Region pointing data:
───

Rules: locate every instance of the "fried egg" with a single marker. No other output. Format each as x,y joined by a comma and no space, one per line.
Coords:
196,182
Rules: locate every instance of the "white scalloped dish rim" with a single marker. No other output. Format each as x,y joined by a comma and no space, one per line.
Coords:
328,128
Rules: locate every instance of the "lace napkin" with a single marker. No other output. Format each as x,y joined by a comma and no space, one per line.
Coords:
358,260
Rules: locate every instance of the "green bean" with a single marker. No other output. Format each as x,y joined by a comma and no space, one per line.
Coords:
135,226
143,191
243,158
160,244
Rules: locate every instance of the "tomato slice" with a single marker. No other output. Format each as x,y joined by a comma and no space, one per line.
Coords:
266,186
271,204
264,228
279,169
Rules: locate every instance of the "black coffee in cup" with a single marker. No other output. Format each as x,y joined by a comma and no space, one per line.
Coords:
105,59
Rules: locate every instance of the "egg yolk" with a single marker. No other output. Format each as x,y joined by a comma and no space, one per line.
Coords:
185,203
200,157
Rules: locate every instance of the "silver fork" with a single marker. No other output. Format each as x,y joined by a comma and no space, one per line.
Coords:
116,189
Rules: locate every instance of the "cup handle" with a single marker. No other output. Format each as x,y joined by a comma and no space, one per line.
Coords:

───

Instructions for the task: Write the entries out again in full, exactly as they appear above.

Response:
Rules: locate every instance of the "fried egg" with a single marker. No other output. Format each as x,y joined by a comma and no space, one per line.
Coords:
196,182
Rules: locate every instance of the "white scalloped dish rim" with a single marker. No other output. Format each as x,y joined by a comma and no space, one per line.
Coords:
328,128
Rules: locate every instance of the "lace napkin" with a single marker. No other output. Format each as x,y joined by a comma and no space, one per line.
Coords:
358,260
Rules: locate every instance of the "green bean" with a single marker. No other output. Format each as x,y joined by a comma and no space, one per line.
Coords:
135,226
143,191
243,158
160,244
Rules: locate every instance of the "tomato slice" with a single marker. No other output. Format each as x,y joined by a comma and no space, one per line.
Coords:
266,186
271,204
264,228
279,169
Rules: locate every instance of the "black coffee in cup" with a single marker. No other output. Format each as x,y joined by a comma and no space, one per line.
Coords:
105,59
Rules: locate every instance of the "egg yolk" with a single marker. No other output. Format each as x,y joined by a comma and no space, one per line.
Coords:
185,203
200,157
Rules: locate every instance of the "silver fork" with a single marker. No other output. Format each as x,y joined by a comma and no space, one per line.
Coords:
116,189
Rules: locate every instance of the "cup handle" with a single marker. No other output. Format each as x,y joined by a comma and no space, one per line.
Coords:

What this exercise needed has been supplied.